Once you have learned how to express your breast milk, you will need to teach your baby to drink it from a bottle. Many mothers find that this works better if someone else offers the baby the bottle at first, somewhere other than where he usually breastfeeds. (That way, he will have none of the usual cues to start seeking out the breast.) Clearly, this is an excellent time to enlist the aid of your partner or other loved one who has been eager to feed him, or perhaps to invite the baby’s future caregiver to start establishing a feeding relationship with him.
In this article we would be looking at Introducing the Bottle.
During the first few attempts, have this person offer about ½ ounce of breast milk an hour or two after a regular feeding, when your baby is alert and motivated to try this new feeding method but not so hungry that he’s upset and frantic. The adult should take care to keep a calm and reassuring manner. A smiling face and soothing voice will help your baby relax. It sometimes helps to drip a little familiar-tasting breast milk on the baby’s lips or tongue at first to give him an idea of what you are doing. Then slowly and gently introduce the nipple into his mouth. Your baby should be allowed to explore the nipple with his mouth, not have it forced past his gums. Stop the attempt if he becomes frustrated or if more than ten minutes pass and he hasn’t fed. It’s better to end on a positive note and try again the next day than to create an association between this new method of feeding and feelings of frustration.
•••
_Work task 1_
Please write out the part of the bottle-feeding passage that opens with the words containing "Once you have" and closes with "relationship with him.".
_Work task 2_
Answer these questions from the bottle-feeding passage:
(a) About how much breast milk should be offered during the first few attempts?
(b) After how many minutes without feeding should the attempt be stopped?
(c) What does the passage say is gained by offering the bottle somewhere other than where the baby usually breastfeeds?

_Provided records_
•••
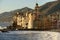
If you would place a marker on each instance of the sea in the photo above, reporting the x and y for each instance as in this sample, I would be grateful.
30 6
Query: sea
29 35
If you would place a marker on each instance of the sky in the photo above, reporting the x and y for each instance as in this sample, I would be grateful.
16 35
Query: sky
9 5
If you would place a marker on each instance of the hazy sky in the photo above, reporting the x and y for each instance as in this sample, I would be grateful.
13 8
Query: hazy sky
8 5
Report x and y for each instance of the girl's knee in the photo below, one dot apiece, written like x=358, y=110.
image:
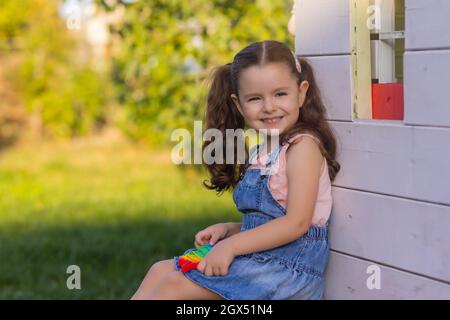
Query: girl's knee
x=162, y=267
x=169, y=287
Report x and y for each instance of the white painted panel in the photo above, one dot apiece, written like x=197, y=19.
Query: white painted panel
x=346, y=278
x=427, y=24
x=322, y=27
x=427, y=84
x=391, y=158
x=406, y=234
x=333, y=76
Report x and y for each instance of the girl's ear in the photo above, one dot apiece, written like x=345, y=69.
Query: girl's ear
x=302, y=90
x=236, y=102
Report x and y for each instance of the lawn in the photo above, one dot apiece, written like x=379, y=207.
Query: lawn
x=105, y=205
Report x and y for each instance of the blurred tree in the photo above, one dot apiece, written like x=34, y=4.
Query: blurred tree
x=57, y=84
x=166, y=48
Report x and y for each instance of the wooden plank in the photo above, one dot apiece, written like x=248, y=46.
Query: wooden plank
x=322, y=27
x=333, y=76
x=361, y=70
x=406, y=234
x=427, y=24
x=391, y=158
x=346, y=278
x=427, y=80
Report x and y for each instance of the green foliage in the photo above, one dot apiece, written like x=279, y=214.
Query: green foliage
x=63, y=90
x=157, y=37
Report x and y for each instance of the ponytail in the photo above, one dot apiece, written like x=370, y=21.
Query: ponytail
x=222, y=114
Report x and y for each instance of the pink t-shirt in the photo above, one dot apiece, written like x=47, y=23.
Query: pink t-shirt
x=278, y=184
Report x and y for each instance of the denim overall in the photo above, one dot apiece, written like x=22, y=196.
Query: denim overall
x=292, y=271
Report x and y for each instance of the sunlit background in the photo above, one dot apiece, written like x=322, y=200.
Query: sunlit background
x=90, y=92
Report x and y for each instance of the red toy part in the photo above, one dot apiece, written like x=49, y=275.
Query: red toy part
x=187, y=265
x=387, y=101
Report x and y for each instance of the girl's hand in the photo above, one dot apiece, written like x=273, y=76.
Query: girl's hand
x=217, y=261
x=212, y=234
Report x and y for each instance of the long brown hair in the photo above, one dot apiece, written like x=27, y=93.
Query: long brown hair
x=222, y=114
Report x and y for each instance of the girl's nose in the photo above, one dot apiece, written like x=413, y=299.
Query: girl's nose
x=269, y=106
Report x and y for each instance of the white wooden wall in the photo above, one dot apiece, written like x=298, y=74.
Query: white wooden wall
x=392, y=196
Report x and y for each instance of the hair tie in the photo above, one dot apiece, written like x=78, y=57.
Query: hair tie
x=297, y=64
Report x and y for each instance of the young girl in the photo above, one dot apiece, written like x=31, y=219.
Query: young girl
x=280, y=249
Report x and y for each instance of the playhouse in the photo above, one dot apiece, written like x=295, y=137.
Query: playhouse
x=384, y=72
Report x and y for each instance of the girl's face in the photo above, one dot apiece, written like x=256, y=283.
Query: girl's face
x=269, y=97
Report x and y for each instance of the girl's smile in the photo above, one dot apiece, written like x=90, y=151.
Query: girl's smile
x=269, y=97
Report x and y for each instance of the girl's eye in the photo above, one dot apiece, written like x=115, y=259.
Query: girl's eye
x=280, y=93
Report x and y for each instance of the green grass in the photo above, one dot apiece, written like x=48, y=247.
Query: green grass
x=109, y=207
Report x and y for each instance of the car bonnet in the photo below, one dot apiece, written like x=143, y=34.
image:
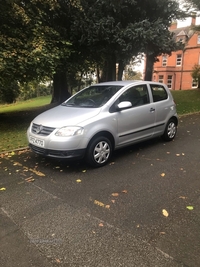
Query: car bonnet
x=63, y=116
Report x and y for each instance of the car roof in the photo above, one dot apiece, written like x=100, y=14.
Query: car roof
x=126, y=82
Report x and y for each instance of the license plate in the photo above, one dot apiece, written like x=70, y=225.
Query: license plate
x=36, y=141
•••
_Written response 1_
Once you have learned how to express your breast milk, you will need to teach your baby to drink it from a bottle. Many mothers find that this works better if someone else offers the baby the bottle at first, somewhere other than where he usually breastfeeds. (That way, he will have none of the usual cues to start seeking out the breast.) Clearly, this is an excellent time to enlist the aid of your partner or other loved one who has been eager to feed him, or perhaps to invite the baby’s future caregiver to start establishing a feeding relationship with him.

_Written response 2_
(a) About ½ ounce.
(b) Ten minutes.
(c) The baby will have none of the usual cues to start seeking out the breast.